Brief
Exactly as they appear below, repeat the lines from the one with "Please point out the antelope front" through the one with "Please point out the antelope eye", and no others.

[Record set]

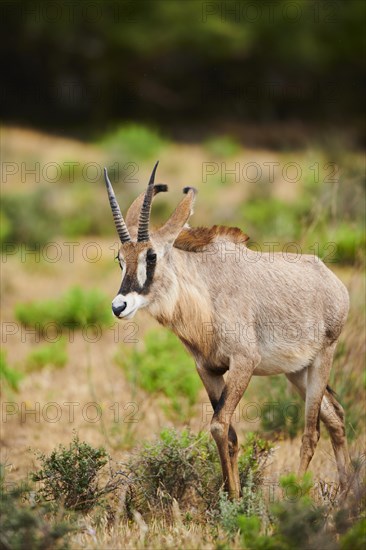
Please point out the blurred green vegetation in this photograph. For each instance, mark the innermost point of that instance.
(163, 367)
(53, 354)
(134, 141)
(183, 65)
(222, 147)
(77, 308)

[/Record set]
[Record set]

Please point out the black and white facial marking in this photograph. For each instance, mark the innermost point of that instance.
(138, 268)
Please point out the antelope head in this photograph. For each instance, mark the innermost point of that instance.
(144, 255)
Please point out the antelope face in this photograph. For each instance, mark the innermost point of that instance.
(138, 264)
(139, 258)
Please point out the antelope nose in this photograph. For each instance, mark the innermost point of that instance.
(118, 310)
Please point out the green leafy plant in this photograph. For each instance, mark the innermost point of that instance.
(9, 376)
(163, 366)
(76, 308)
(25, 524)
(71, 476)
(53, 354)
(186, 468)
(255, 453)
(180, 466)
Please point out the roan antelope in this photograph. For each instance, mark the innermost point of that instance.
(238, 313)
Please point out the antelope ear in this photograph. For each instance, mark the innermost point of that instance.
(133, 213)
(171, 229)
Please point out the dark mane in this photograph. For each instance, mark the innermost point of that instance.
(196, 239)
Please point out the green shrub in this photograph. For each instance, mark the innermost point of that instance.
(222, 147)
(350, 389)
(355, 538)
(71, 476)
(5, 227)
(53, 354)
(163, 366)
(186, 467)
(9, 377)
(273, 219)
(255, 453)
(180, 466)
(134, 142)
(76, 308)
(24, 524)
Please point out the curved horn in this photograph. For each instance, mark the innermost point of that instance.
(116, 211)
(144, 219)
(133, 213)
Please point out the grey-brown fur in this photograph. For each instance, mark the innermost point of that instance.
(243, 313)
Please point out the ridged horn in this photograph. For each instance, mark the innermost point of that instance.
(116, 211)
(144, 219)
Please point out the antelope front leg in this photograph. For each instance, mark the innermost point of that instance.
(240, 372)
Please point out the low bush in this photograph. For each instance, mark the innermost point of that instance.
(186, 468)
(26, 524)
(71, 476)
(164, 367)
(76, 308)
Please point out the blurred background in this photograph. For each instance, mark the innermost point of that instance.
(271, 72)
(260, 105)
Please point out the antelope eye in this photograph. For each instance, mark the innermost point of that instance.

[/Record set]
[Record set]

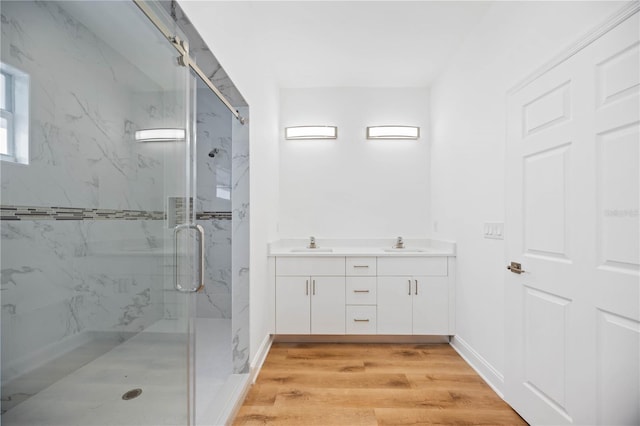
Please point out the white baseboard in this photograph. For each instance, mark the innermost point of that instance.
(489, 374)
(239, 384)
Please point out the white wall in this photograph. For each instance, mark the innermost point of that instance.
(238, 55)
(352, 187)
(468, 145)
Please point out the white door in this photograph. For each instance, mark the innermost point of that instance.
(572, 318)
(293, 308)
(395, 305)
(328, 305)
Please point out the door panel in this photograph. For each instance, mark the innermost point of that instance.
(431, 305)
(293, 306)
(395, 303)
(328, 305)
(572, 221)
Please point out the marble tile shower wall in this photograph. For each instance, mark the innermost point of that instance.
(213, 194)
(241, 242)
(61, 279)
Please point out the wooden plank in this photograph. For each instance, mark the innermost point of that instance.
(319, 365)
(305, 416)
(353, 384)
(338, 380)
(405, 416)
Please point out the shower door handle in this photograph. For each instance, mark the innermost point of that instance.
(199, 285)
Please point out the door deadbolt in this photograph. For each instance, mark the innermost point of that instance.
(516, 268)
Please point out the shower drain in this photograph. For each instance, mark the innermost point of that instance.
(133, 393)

[/Record set]

Answer below
Please point out the antelope front leg in this photograph. For each instance, mark the innermost point of that instance.
(240, 372)
Please point out the low bush in this photograph. For each instance, mark the innermost point of that instance.
(186, 468)
(26, 524)
(71, 476)
(164, 367)
(76, 308)
Please point out the blurred background in this photograph. For each instance, mark the innermost point of that instance.
(271, 72)
(260, 105)
Please point out the antelope eye in this photograph. For each instance, mark the innermost point of that instance.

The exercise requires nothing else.